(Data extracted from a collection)
* begin *

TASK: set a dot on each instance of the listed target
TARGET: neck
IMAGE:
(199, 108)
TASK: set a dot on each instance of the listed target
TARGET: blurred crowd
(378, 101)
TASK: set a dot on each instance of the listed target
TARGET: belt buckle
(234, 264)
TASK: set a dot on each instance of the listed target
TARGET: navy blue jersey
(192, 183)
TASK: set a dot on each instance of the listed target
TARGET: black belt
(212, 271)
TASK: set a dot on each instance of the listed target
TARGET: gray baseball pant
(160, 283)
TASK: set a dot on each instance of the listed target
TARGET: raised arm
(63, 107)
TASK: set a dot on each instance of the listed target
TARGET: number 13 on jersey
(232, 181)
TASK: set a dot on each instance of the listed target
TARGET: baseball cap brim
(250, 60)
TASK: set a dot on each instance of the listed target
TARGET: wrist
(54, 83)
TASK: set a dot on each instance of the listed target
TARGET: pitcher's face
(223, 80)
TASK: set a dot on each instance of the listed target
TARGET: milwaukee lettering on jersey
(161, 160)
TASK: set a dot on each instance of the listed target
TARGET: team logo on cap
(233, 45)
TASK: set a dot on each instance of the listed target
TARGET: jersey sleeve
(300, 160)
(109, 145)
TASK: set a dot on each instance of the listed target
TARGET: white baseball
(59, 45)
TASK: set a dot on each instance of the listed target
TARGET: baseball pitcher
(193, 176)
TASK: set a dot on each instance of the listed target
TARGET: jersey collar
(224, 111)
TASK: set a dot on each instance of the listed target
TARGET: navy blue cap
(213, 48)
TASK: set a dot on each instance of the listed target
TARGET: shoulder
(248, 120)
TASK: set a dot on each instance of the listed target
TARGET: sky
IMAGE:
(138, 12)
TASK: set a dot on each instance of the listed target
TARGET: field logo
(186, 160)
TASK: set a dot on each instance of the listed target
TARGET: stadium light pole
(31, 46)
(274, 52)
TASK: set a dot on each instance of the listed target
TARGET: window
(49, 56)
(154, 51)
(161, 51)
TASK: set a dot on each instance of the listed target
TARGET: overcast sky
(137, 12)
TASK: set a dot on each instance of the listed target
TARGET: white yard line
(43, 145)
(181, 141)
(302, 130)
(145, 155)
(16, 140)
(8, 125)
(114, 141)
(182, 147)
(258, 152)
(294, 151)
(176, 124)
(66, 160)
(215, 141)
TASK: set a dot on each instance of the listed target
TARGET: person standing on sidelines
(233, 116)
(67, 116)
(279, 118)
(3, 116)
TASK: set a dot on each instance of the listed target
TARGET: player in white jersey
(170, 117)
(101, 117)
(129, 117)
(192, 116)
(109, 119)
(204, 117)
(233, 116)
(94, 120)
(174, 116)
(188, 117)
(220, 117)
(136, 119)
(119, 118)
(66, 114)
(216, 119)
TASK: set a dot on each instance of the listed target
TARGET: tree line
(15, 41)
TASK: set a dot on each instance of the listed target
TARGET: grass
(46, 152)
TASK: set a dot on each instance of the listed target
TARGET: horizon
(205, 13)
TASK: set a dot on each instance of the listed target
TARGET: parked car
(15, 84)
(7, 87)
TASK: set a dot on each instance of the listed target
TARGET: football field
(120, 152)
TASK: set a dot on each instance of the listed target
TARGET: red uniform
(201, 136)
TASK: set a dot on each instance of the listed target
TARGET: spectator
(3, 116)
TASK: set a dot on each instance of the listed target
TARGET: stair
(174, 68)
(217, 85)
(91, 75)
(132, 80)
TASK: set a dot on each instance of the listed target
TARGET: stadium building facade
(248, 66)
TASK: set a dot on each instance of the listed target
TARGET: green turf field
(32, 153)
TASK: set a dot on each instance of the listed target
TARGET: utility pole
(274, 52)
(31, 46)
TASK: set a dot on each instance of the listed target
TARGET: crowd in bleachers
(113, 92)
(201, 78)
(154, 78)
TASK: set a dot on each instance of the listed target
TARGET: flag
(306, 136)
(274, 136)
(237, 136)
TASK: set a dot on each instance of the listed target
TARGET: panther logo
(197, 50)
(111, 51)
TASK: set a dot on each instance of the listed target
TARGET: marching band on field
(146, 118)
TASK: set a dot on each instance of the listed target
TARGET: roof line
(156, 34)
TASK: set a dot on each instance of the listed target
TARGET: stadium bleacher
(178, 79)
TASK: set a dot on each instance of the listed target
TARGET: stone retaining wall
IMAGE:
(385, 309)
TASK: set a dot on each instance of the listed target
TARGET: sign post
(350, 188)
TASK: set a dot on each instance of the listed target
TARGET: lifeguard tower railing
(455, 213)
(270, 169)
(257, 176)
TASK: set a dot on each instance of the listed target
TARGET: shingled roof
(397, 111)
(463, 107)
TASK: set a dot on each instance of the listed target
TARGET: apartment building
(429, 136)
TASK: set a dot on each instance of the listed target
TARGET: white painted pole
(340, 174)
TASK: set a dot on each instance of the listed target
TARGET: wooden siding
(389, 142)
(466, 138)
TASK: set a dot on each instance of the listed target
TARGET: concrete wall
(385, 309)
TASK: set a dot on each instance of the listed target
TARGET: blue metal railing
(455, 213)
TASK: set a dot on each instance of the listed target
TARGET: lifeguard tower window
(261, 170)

* end *

# What you need to do
Count the lines of the records above that contain the word "pitcher", matching case exactly, and reply with the number alone.

# Task output
2